## BEGIN Records supplied

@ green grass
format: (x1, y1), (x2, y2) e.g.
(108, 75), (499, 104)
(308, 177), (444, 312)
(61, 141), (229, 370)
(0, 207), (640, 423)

## END Records supplied

§ Stated task
Rewrite the records above with "green grass" swapped for "lawn" throughout, leaving every other character as it stands.

§ Answer to this task
@ lawn
format: (x1, y1), (x2, y2) e.g.
(108, 75), (499, 104)
(308, 177), (444, 312)
(61, 141), (229, 370)
(0, 207), (640, 423)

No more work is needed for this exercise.